= Work to be completed =
Copy the part of the material running from the line that contains "Where can you spot the light" through the end of the material, swapping "laptop" for "notebook computer" and leaving all else the same.

Excerpted records from a collection:
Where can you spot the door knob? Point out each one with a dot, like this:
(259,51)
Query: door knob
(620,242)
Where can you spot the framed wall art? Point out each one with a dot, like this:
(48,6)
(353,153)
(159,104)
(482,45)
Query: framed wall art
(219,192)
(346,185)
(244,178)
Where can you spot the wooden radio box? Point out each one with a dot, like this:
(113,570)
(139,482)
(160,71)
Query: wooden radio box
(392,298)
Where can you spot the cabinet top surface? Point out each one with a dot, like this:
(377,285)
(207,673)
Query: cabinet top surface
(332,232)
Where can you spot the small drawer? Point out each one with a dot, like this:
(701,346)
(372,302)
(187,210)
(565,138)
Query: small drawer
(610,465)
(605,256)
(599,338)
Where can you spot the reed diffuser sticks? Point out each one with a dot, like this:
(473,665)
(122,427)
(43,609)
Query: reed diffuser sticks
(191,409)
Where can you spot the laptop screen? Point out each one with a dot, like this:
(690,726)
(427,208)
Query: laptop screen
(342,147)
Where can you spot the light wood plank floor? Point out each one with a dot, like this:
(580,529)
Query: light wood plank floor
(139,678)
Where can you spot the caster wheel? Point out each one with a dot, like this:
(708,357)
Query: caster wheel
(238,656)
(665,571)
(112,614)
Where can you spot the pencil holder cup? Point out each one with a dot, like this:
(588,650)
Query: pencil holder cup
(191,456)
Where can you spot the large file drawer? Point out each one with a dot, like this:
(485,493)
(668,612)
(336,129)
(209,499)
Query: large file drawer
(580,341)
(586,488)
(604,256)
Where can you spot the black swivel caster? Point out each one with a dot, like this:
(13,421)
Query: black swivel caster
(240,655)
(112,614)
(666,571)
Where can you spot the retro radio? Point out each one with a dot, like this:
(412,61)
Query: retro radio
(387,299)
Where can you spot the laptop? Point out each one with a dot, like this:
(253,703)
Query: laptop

= Solution for this problem =
Where can you spot the light wood plank floor? Point out each one with a dot, like this:
(580,529)
Query: light wood plank floor
(139,678)
Where can you spot the caster wheel? Point out each one with a dot, like this:
(708,357)
Query: caster wheel
(238,656)
(665,571)
(112,614)
Where can you spot the pencil holder cup? Point out each one with a dot, like this:
(588,650)
Query: pencil holder cup
(191,456)
Where can you spot the large file drawer? Point out each one with a dot, like this:
(485,493)
(668,612)
(336,129)
(209,499)
Query: large file drawer
(580,341)
(586,488)
(604,256)
Where can you spot the black swivel caster? Point out each one with a dot, like this:
(13,421)
Query: black swivel caster
(240,655)
(112,614)
(666,571)
Where can you spot the retro radio? Point out each one with a dot, like this:
(412,61)
Query: retro radio
(387,299)
Where can you spot the notebook computer? Point out each one with a dot, like this:
(253,703)
Query: notebook computer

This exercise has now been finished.